━━━ INPUT RECORDS ━━━

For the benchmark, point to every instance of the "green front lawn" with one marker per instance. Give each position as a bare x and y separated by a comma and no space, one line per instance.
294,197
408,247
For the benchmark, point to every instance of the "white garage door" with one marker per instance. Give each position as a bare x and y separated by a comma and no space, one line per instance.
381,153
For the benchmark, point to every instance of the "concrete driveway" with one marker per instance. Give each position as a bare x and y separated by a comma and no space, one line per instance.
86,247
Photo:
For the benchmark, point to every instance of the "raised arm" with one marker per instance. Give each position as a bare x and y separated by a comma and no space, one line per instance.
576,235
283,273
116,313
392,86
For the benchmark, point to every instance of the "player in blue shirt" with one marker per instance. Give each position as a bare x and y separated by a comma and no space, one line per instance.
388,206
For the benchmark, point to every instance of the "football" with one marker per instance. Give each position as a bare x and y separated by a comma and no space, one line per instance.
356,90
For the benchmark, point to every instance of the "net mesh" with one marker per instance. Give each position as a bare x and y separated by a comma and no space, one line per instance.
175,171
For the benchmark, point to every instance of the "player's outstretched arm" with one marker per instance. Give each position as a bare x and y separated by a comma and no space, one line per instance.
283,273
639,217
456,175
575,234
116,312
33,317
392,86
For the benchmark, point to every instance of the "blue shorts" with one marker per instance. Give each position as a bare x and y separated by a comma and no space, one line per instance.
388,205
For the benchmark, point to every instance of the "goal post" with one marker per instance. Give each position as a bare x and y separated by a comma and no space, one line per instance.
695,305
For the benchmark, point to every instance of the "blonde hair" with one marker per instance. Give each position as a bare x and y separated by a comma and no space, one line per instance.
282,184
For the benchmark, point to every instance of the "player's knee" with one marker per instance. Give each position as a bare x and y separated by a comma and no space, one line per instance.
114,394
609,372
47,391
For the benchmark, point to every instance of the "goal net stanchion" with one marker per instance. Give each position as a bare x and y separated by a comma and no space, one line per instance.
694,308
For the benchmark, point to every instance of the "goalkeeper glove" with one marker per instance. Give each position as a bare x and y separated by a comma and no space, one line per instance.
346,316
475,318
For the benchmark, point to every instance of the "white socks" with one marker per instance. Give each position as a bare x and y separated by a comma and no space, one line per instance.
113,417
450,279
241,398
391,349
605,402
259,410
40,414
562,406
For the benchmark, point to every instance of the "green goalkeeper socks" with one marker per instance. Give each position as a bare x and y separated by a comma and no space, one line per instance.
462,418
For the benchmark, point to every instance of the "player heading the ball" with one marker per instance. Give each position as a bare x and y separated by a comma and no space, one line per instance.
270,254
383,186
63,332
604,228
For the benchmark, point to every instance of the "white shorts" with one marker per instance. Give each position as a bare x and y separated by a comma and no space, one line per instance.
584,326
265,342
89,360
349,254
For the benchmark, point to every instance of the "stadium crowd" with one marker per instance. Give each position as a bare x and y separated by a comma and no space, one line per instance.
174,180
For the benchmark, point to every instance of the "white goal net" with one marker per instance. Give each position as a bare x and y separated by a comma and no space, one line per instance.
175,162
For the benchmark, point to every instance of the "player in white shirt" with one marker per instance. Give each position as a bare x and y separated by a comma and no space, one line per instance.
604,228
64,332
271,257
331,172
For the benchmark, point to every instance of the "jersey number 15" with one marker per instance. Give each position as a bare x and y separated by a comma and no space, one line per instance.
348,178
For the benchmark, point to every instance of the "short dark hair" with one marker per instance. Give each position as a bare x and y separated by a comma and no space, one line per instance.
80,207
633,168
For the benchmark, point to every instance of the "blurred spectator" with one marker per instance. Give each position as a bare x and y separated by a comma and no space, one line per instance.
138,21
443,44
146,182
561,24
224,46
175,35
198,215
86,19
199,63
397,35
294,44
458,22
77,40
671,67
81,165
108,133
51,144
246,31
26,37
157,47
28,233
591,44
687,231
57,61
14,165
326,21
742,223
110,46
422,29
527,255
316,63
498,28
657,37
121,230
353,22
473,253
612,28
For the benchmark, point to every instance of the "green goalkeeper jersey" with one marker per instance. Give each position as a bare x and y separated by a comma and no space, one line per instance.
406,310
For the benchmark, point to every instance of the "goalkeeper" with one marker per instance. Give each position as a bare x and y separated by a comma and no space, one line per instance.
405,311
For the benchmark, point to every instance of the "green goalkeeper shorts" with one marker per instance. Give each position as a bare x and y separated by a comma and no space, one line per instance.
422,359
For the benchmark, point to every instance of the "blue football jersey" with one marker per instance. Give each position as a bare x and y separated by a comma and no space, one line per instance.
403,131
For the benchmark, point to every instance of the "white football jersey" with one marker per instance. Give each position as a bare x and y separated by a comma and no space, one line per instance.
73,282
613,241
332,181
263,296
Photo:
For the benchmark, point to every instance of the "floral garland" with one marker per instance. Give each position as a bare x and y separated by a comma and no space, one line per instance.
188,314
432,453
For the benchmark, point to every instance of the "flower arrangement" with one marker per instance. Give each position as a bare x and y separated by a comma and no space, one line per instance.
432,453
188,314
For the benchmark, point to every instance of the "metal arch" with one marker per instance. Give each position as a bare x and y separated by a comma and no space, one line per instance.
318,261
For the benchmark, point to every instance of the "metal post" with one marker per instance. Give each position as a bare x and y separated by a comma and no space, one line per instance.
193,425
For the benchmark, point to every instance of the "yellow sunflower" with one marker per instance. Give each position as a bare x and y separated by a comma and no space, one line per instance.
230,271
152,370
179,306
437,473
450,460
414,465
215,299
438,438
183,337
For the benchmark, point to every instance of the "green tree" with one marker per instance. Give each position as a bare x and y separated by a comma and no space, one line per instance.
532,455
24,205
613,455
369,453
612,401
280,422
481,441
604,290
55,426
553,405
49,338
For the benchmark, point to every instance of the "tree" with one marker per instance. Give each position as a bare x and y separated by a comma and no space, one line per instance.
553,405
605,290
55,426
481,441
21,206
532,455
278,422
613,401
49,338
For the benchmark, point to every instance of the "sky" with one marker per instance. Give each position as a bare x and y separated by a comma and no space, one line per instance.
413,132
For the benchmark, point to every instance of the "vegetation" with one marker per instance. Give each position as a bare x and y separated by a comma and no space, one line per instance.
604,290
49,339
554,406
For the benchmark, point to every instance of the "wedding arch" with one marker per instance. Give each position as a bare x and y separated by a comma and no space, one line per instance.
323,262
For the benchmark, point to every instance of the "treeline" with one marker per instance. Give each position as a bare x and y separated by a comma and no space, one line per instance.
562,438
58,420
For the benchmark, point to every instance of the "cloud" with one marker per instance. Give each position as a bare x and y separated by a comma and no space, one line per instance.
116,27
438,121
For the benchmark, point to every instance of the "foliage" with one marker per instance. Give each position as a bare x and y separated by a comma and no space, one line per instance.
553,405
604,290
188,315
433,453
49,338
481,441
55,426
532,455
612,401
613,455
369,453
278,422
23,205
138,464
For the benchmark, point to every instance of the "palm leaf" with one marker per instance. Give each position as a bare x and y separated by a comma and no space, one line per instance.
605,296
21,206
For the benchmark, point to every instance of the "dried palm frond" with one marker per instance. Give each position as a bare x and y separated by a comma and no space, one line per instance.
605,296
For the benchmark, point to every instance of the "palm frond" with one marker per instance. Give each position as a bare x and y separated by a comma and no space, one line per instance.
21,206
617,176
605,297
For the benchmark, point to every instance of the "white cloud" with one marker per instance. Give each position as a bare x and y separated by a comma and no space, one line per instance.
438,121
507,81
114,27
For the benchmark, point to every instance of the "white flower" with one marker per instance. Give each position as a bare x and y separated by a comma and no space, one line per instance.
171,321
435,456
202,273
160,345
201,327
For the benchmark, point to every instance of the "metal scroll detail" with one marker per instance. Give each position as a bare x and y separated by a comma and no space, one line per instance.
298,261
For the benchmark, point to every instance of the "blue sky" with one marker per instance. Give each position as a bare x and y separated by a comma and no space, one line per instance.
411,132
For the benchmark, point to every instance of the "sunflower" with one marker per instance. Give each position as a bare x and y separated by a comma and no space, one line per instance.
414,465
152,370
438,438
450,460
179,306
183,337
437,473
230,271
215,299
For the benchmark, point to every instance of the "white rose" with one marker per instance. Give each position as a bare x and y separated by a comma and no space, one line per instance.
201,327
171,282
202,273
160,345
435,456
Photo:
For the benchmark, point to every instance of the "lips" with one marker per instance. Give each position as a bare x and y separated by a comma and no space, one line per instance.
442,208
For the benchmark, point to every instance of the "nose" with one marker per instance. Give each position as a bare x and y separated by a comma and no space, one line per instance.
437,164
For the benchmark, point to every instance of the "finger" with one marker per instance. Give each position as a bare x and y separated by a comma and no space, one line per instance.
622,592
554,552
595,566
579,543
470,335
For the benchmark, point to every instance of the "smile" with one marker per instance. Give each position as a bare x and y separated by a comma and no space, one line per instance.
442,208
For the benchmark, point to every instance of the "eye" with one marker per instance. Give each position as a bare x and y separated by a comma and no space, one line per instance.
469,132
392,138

━━━

Gather every line of the material above that contains the string "green" and copy each one in full. Count a line only if the letters match in case.

For the benchmark, point to every instance of the "green front lawn" with one marker per instance. Give each position as a bare x and y separated by a comma and no space, one line per instance.
For the benchmark, point to every instance of the "green goalkeeper socks" with one marker per instance. Give each position as a bare x and y separated by a comma and no space, one line per instance.
For the benchmark, point to every instance of the "green goalkeeper jersey" with one marker per instance. Give each position as a bare x and y separated by a comma and no space, one line per instance.
For the benchmark, point to every instance of the "green goalkeeper shorts" with one marker per instance. Give each position as a bare x and y separated by a comma and no space, one line per instance.
For the benchmark, point to every instance of the "green tree" with one marker per instance. Give each position as a bare x and y separated by a comma and no space, one line per instance.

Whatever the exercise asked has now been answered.